» **EXERCISE BRIEF**
Turn the whole listing below into a numbered list and leave out any blank lines.

» **TASK MATERIAL**
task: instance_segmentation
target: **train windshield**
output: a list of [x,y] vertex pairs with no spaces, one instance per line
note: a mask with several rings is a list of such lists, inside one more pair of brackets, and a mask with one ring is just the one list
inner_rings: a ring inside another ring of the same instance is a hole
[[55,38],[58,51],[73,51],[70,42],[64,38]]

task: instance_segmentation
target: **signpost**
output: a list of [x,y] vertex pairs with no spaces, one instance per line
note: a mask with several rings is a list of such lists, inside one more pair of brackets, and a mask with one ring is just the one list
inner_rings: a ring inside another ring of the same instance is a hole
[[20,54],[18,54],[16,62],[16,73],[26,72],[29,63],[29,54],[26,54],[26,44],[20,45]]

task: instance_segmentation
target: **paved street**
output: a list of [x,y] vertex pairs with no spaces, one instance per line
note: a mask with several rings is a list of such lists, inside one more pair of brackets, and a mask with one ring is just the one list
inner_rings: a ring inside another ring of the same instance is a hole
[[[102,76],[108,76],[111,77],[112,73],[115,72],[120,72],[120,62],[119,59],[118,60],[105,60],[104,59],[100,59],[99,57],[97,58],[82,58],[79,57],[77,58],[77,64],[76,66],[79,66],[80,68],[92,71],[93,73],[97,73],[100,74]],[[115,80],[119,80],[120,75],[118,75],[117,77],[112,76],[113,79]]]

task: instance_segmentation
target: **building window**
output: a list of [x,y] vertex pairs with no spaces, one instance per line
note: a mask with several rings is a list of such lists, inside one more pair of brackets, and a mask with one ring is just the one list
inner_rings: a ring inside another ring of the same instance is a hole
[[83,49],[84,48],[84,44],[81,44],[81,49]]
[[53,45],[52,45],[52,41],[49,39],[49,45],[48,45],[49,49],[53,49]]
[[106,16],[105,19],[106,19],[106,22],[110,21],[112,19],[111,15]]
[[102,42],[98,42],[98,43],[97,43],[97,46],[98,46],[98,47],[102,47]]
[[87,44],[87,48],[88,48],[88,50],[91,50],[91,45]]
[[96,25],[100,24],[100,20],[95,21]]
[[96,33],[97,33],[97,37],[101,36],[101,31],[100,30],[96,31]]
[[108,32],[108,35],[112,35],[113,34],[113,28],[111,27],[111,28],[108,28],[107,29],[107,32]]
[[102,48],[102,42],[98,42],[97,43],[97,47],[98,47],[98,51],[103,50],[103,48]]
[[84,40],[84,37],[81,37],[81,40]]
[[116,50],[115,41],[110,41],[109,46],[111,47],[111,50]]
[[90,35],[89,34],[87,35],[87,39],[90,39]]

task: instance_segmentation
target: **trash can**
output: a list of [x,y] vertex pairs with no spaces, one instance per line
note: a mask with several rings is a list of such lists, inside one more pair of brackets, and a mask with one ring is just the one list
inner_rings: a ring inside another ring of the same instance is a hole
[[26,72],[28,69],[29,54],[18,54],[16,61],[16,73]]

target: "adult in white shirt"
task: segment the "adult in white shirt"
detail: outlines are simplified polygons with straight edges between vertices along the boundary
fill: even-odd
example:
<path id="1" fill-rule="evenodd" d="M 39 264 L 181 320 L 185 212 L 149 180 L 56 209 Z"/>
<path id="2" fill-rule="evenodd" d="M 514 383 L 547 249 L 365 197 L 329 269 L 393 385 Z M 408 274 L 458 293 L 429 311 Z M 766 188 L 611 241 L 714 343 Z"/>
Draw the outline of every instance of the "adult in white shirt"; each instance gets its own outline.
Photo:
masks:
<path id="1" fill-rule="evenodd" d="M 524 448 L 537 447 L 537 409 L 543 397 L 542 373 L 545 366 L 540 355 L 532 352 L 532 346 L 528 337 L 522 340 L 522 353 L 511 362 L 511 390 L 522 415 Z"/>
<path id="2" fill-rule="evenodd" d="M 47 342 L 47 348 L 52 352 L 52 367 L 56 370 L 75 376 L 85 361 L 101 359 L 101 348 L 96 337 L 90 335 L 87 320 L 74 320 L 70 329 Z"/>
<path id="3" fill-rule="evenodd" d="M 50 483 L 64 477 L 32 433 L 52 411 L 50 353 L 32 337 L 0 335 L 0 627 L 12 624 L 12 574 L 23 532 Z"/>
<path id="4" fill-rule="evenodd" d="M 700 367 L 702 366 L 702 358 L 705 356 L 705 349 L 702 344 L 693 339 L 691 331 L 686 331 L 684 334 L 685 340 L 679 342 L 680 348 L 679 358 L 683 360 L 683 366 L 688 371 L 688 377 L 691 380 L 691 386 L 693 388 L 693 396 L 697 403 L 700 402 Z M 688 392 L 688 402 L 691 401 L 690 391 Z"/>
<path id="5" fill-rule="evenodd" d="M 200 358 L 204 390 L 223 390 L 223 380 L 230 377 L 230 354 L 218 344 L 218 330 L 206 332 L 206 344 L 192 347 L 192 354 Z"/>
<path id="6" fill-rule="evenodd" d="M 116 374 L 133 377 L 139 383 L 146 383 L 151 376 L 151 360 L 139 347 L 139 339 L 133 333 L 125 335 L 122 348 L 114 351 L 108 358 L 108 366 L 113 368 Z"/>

» **WRITTEN SOLUTION**
1. task: instance_segmentation
2. target: **train windshield**
3. output: a list of [x,y] vertex pairs with no spaces, one instance per line
4. note: a mask with several rings is a list of such lists, inside one more pair of brackets, and a mask with one ring is just the one list
5. inner_rings: a ring inside another ring of the same instance is a hole
6. [[55,38],[58,51],[73,51],[70,42],[64,38]]
7. task: instance_segmentation
8. target: **signpost**
9. output: a list of [x,y] vertex pairs with no spaces, one instance per line
10. note: a mask with several rings is a list of such lists, inside one more pair of brackets, and a mask with one ring is just the one list
11. inner_rings: a ring inside another ring of the same instance is a hole
12. [[20,54],[18,54],[16,62],[16,73],[26,72],[29,63],[29,54],[26,54],[26,44],[20,45]]
13. task: instance_segmentation
14. target: **paved street**
15. output: a list of [x,y] vertex pairs with no spaces, one instance per line
16. note: a mask with several rings is a list of such lists, inside one more pair of brackets, and a mask with one ring is just the one list
17. inner_rings: a ring inside another ring of the same instance is a hole
18. [[[102,76],[108,76],[111,77],[112,73],[115,72],[120,72],[120,62],[119,59],[118,60],[105,60],[104,59],[100,59],[99,57],[97,58],[82,58],[79,57],[77,58],[77,64],[76,66],[79,66],[80,68],[92,71],[93,73],[97,73],[100,74]],[[115,80],[119,80],[120,75],[118,75],[117,77],[112,76],[113,79]]]
19. task: instance_segmentation
20. target: **building window**
21. output: a list of [x,y] vertex pairs with no spaces, one instance per line
22. note: a mask with several rings is a list of such lists, inside one more pair of brackets, and a mask with one ring is just the one list
23. inner_rings: a ring inside another ring of the same instance is a hole
24. [[83,49],[84,48],[84,44],[81,44],[81,49]]
25. [[53,45],[52,45],[52,41],[49,39],[49,45],[48,45],[49,49],[53,49]]
26. [[106,16],[105,19],[106,19],[106,22],[110,21],[112,19],[111,15]]
27. [[102,42],[98,42],[98,43],[97,43],[97,46],[98,46],[98,47],[102,47]]
28. [[87,44],[87,48],[88,48],[88,50],[91,50],[91,45]]
29. [[96,25],[100,24],[100,20],[95,21]]
30. [[96,33],[97,33],[97,37],[101,36],[101,31],[100,30],[96,31]]
31. [[108,32],[108,35],[112,35],[113,34],[113,28],[111,27],[111,28],[108,28],[107,29],[107,32]]
32. [[102,48],[102,42],[98,42],[97,43],[97,47],[98,47],[98,51],[103,50],[103,48]]
33. [[84,40],[84,37],[81,37],[81,40]]
34. [[116,50],[115,41],[110,41],[109,46],[111,47],[111,50]]
35. [[90,35],[89,34],[87,35],[87,39],[90,39]]
36. task: instance_segmentation
37. target: **trash can**
38. output: a list of [x,y] vertex pairs with no spaces, one instance per line
39. note: a mask with several rings is a list of such lists, inside one more pair of brackets, and a mask with one ring is just the one list
40. inner_rings: a ring inside another ring of the same instance is a hole
41. [[26,72],[28,69],[29,54],[18,54],[16,61],[16,73]]
42. target: "adult in white shirt"
43. task: segment the "adult in white shirt"
44. detail: outlines are simplified polygons with straight edges between vertices along the boundary
45. fill: even-odd
46. example:
47. <path id="1" fill-rule="evenodd" d="M 39 264 L 181 320 L 185 212 L 149 180 L 56 209 Z"/>
48. <path id="2" fill-rule="evenodd" d="M 514 383 L 547 249 L 365 197 L 329 269 L 393 385 Z M 408 274 L 458 293 L 429 311 Z M 766 188 L 611 241 L 714 343 Z"/>
49. Draw the outline of every instance of the "adult in white shirt"; each instance gets its own outline.
50. Photo:
51. masks:
52. <path id="1" fill-rule="evenodd" d="M 524 448 L 537 447 L 537 409 L 543 397 L 542 373 L 545 366 L 540 355 L 532 352 L 532 346 L 528 337 L 522 340 L 522 353 L 511 362 L 511 390 L 522 415 Z"/>
53. <path id="2" fill-rule="evenodd" d="M 47 342 L 47 348 L 52 352 L 52 367 L 56 370 L 75 376 L 85 361 L 101 359 L 101 348 L 96 337 L 90 335 L 87 320 L 74 320 L 70 329 Z"/>
54. <path id="3" fill-rule="evenodd" d="M 50 483 L 64 477 L 32 433 L 52 411 L 50 353 L 32 337 L 0 335 L 0 627 L 12 624 L 12 574 L 23 532 Z"/>
55. <path id="4" fill-rule="evenodd" d="M 700 367 L 702 366 L 702 358 L 705 356 L 705 349 L 702 344 L 693 339 L 691 331 L 686 331 L 684 334 L 685 340 L 679 342 L 680 348 L 679 358 L 683 360 L 683 366 L 688 371 L 688 377 L 691 380 L 691 386 L 693 388 L 693 396 L 697 403 L 700 402 Z M 688 392 L 688 402 L 691 401 L 690 391 Z"/>
56. <path id="5" fill-rule="evenodd" d="M 200 358 L 204 390 L 223 390 L 223 380 L 230 377 L 230 354 L 218 344 L 218 330 L 206 332 L 206 344 L 192 347 L 192 354 Z"/>
57. <path id="6" fill-rule="evenodd" d="M 116 374 L 133 377 L 139 383 L 146 383 L 151 376 L 151 360 L 139 347 L 139 339 L 133 333 L 125 335 L 122 348 L 114 351 L 108 358 L 108 366 L 113 368 Z"/>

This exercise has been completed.